→ **Your objective**
Retype every entry in its entirety, without alteration.

(Stored items)
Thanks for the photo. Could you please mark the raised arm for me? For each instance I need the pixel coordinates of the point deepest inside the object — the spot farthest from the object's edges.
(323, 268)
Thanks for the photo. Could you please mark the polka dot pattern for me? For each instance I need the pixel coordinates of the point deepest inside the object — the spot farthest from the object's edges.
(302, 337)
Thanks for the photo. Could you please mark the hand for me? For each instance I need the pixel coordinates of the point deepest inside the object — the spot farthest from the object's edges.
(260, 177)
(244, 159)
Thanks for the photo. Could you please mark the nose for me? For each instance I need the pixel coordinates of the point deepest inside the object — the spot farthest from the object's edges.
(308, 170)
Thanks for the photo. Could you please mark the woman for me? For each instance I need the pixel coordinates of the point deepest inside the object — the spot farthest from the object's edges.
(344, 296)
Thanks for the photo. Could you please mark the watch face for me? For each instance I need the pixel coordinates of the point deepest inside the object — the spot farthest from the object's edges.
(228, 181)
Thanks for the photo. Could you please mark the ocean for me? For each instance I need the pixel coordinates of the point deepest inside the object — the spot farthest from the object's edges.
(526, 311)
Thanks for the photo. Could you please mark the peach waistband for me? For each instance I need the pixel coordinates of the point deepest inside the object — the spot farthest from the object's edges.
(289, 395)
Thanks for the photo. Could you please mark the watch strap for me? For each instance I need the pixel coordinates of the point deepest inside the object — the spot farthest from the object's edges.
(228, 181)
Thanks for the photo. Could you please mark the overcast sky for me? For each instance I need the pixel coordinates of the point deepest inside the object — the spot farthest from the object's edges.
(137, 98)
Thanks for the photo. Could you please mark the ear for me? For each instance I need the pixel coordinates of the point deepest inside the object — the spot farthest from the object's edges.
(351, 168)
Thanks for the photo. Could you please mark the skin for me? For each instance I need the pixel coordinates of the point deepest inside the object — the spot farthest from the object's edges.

→ **The completed task**
Thanks for the photo. Could you please mark the raised arm for me? For each instance I need the pixel coordinates of the point deepest inside the object — the spot farthest from the object's edges.
(323, 268)
Thanks for the photo. Could you please mark the polka dot pattern for me? For each instance I need the pixel coordinates of the point deepest inside the object — the spot farthest from the object's edges.
(302, 337)
Thanks for the photo. Could you please mark the hand for me? For each instance I need the pixel coordinates of the point deepest inside the object — the spot farthest from the object's edges.
(260, 177)
(244, 159)
Thanks for the photo. Could you please mark the nose for me? For each instance I need the pixel coordinates of the point deepest inside the object — the spot farthest from the object's edges.
(308, 170)
Thanks for the photo. Could you please mark the woman for me? For each instance I need the pixel coordinates of the point deepest inside the object — the spot farthest from the object's edges.
(344, 296)
Thanks for the photo. Could you please mark the watch face for me? For each instance I need the pixel coordinates of the point deepest inside the object — the spot farthest from the object's edges.
(228, 181)
Thanks for the photo. Could you please mark the ocean for me? For each instance I need the pixel coordinates of the point deepest inside the object — the spot farthest from the object's edges.
(526, 311)
Thanks for the photo. Could you please mark the peach waistband for me? For each instance I need the pixel coordinates of the point deepest inside the object — the spot farthest from the object's edges.
(289, 395)
Thanks for the photo. Could you please mark the watch strap for me? For each instance I need the pixel coordinates of the point deepest inside the object — the spot farthest from the object's edges.
(228, 181)
Thanks for the photo. Could you please mark the overcast sky for me? For each instance I need the pixel coordinates of the point deepest inside the object — the spot farthest from the object's edges.
(137, 98)
Thanks for the photo. Could you please mark the ear for me? For each instance I need the pixel coordinates of the point deepest inside the object — the spot farthest from the object's edges.
(351, 168)
Thanks for the photo. Could you please mark the skin for me? For each instance I need the pixel coordinates of the point deepest inside the object — the spot farthest from the object's edges.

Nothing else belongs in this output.